| What to produce |
In the ECU-TV article, reproduce word for word the stretch from "New and Diverse" through "School of Medicine.".

New and Diverse Programs in the Air at ECU-TV
By Doug Boyd
A new program called “Health Issues” headlines the upcoming program schedule for the university’s television channel, ECU-TV.
“Health Issues” will be hosted by Jennifer Galimore, a senior public relations major in the East Carolina University School of Communications. The show will focus on diseases and conditions, such as amyotrophic lateral sclerosis and diabetes, and feature interviews with health professionals as well as patient stories. Shows will be taped on location and in the television studio of the Center for Health Sciences Communication at the Brody School of Medicine.
The channel has been known as ECU-TV for about a year. Before that, it was known primarily by its position on the Greenville cable TV dial: Channel 99. The main people behind the station are ECU-TV director Bryan Edge, and CHSC TV producer/directors Mike Myles and Norm Collins.

| Data extract |
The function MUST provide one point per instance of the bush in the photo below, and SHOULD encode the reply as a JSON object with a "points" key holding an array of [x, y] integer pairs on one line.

* * *

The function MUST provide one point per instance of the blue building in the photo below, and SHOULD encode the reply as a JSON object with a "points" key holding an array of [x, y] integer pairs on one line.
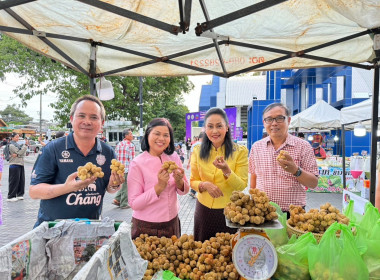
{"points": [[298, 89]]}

* * *

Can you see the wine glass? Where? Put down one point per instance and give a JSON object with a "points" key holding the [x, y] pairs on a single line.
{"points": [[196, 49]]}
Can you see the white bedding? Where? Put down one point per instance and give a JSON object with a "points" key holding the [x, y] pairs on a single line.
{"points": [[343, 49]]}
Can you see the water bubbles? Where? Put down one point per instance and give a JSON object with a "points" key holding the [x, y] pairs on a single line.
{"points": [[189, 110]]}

| Solution for this problem |
New and Diverse Programs in the Air at ECU-TV
By Doug Boyd
A new program called “Health Issues” headlines the upcoming program schedule for the university’s television channel, ECU-TV.
“Health Issues” will be hosted by Jennifer Galimore, a senior public relations major in the East Carolina University School of Communications. The show will focus on diseases and conditions, such as amyotrophic lateral sclerosis and diabetes, and feature interviews with health professionals as well as patient stories. Shows will be taped on location and in the television studio of the Center for Health Sciences Communication at the Brody School of Medicine.